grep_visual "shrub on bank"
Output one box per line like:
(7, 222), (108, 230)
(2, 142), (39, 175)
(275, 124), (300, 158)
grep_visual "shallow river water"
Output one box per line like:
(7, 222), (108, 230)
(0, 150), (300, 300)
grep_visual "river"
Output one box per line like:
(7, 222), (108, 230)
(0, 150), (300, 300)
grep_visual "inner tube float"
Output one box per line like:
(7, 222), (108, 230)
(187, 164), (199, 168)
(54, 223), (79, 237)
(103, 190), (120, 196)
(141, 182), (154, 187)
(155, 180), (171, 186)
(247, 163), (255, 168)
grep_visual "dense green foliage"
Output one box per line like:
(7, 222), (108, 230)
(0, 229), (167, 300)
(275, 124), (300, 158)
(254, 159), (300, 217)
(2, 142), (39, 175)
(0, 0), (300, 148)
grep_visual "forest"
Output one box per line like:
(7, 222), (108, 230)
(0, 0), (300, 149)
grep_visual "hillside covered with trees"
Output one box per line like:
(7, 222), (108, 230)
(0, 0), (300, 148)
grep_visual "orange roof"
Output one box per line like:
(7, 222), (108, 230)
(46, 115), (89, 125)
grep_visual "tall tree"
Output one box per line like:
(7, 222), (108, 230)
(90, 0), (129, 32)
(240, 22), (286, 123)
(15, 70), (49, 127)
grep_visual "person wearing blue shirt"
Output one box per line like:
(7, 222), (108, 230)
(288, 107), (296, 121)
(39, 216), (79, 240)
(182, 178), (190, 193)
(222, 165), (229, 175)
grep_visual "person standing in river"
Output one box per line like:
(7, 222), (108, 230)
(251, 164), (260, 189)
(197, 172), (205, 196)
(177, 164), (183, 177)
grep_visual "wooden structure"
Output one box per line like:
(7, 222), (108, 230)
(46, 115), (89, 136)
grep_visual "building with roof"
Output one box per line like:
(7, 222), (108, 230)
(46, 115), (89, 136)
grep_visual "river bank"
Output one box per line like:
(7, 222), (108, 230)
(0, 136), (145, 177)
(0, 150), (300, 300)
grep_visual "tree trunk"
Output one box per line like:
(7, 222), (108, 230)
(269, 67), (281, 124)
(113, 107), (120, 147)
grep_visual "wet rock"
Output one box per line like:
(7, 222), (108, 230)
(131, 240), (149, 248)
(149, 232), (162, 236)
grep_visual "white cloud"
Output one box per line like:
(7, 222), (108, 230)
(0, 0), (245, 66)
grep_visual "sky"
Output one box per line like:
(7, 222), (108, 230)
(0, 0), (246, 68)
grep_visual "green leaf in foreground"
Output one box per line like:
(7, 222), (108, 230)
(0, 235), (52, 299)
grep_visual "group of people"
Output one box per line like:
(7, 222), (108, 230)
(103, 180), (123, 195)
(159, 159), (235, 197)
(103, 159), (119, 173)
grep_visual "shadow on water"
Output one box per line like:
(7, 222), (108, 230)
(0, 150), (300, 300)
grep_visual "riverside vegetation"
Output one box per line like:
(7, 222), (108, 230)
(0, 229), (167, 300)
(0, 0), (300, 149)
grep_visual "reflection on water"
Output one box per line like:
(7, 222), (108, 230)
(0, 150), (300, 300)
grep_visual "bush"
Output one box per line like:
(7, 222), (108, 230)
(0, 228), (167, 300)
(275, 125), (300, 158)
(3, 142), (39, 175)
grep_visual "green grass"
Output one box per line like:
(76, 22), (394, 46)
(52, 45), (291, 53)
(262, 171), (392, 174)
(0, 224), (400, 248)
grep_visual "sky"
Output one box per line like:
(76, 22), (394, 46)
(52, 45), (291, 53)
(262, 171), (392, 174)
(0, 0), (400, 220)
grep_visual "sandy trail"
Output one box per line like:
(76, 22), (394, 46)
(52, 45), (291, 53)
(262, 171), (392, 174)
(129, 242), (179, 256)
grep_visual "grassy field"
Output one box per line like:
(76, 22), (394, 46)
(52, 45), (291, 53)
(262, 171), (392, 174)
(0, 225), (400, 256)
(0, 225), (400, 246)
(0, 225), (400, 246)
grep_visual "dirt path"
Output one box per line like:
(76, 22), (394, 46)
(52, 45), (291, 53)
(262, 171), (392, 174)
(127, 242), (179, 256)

━━━

Оформи все пункты выше как JSON-массив, где каждая их строка идет отдельной строкой в кавычках. Пустые строки пропусти.

[
  "grep_visual \"shrub on bank\"",
  "Output one box per line like:",
  "(7, 222), (108, 230)",
  "(2, 142), (39, 175)",
  "(275, 124), (300, 158)",
  "grep_visual \"shallow river water\"",
  "Output one box per line like:",
  "(7, 222), (108, 230)",
  "(0, 150), (300, 300)",
  "grep_visual \"river\"",
  "Output one box per line like:",
  "(7, 222), (108, 230)",
  "(0, 150), (300, 300)",
  "grep_visual \"inner tube float\"",
  "Output one box per line like:",
  "(7, 222), (108, 230)",
  "(187, 164), (199, 168)",
  "(54, 223), (79, 237)",
  "(103, 190), (120, 196)",
  "(141, 182), (154, 187)",
  "(155, 180), (171, 186)",
  "(247, 163), (255, 168)",
  "grep_visual \"dense green foliage\"",
  "Output one box per line like:",
  "(7, 222), (108, 230)",
  "(0, 229), (167, 300)",
  "(275, 124), (300, 158)",
  "(254, 159), (300, 217)",
  "(2, 142), (39, 175)",
  "(0, 0), (300, 148)",
  "grep_visual \"forest\"",
  "Output one box per line like:",
  "(7, 222), (108, 230)",
  "(0, 0), (300, 149)",
  "grep_visual \"hillside covered with trees\"",
  "Output one box per line like:",
  "(7, 222), (108, 230)",
  "(0, 0), (300, 148)",
  "grep_visual \"orange roof\"",
  "Output one box per line like:",
  "(7, 222), (108, 230)",
  "(46, 115), (89, 125)",
  "grep_visual \"tall tree\"",
  "Output one box per line like:",
  "(7, 222), (108, 230)",
  "(90, 0), (129, 32)",
  "(240, 22), (286, 123)",
  "(15, 70), (49, 127)",
  "grep_visual \"person wearing blue shirt\"",
  "Output one box per line like:",
  "(7, 222), (108, 230)",
  "(288, 107), (296, 121)",
  "(39, 216), (79, 240)",
  "(182, 178), (190, 193)",
  "(222, 165), (229, 175)",
  "grep_visual \"person standing in river\"",
  "Output one box per line like:",
  "(7, 222), (108, 230)",
  "(251, 164), (260, 189)",
  "(197, 172), (205, 196)",
  "(177, 164), (183, 177)",
  "grep_visual \"wooden structure\"",
  "Output one box per line like:",
  "(7, 222), (108, 230)",
  "(46, 115), (89, 136)",
  "grep_visual \"building with roof\"",
  "Output one box per line like:",
  "(7, 222), (108, 230)",
  "(46, 115), (89, 136)",
  "grep_visual \"river bank\"",
  "Output one box per line like:",
  "(7, 222), (108, 230)",
  "(0, 136), (145, 177)",
  "(0, 150), (300, 300)",
  "grep_visual \"tree trunk\"",
  "Output one box per line like:",
  "(7, 222), (108, 230)",
  "(269, 67), (281, 124)",
  "(113, 107), (120, 147)",
  "grep_visual \"wet rock\"",
  "Output one box per line like:",
  "(7, 222), (108, 230)",
  "(131, 240), (149, 248)",
  "(149, 232), (162, 236)",
  "grep_visual \"white cloud\"",
  "Output one box per line like:",
  "(7, 222), (108, 230)",
  "(0, 0), (245, 66)",
  "grep_visual \"sky\"",
  "Output one box per line like:",
  "(7, 222), (108, 230)",
  "(0, 0), (246, 68)",
  "grep_visual \"green leaf in foreground\"",
  "Output one box per line like:",
  "(7, 222), (108, 230)",
  "(0, 235), (52, 299)",
  "grep_visual \"group of people\"",
  "Output one box per line like:",
  "(7, 222), (108, 230)",
  "(103, 180), (123, 195)",
  "(159, 159), (235, 197)",
  "(103, 159), (119, 173)",
  "grep_visual \"shadow on water\"",
  "Output one box per line like:",
  "(7, 222), (108, 230)",
  "(0, 150), (300, 300)",
  "grep_visual \"riverside vegetation\"",
  "Output one box per line like:",
  "(7, 222), (108, 230)",
  "(0, 229), (167, 300)",
  "(0, 0), (300, 149)",
  "grep_visual \"reflection on water\"",
  "Output one box per line like:",
  "(7, 222), (108, 230)",
  "(0, 150), (300, 300)",
  "grep_visual \"bush\"",
  "Output one box per line like:",
  "(7, 222), (108, 230)",
  "(0, 228), (167, 300)",
  "(275, 125), (300, 158)",
  "(3, 142), (39, 175)",
  "grep_visual \"green grass\"",
  "Output one box per line like:",
  "(76, 22), (394, 46)",
  "(52, 45), (291, 53)",
  "(262, 171), (392, 174)",
  "(0, 224), (400, 248)",
  "grep_visual \"sky\"",
  "Output one box per line like:",
  "(76, 22), (394, 46)",
  "(52, 45), (291, 53)",
  "(262, 171), (392, 174)",
  "(0, 0), (400, 220)",
  "grep_visual \"sandy trail\"",
  "Output one box per line like:",
  "(76, 22), (394, 46)",
  "(52, 45), (291, 53)",
  "(262, 171), (392, 174)",
  "(129, 242), (179, 256)",
  "grep_visual \"grassy field\"",
  "Output one box per line like:",
  "(76, 22), (394, 46)",
  "(52, 45), (291, 53)",
  "(262, 171), (392, 174)",
  "(0, 225), (400, 256)",
  "(0, 225), (400, 246)",
  "(0, 225), (400, 246)",
  "grep_visual \"dirt path\"",
  "Output one box per line like:",
  "(76, 22), (394, 46)",
  "(52, 45), (291, 53)",
  "(262, 171), (392, 174)",
  "(127, 242), (179, 256)"
]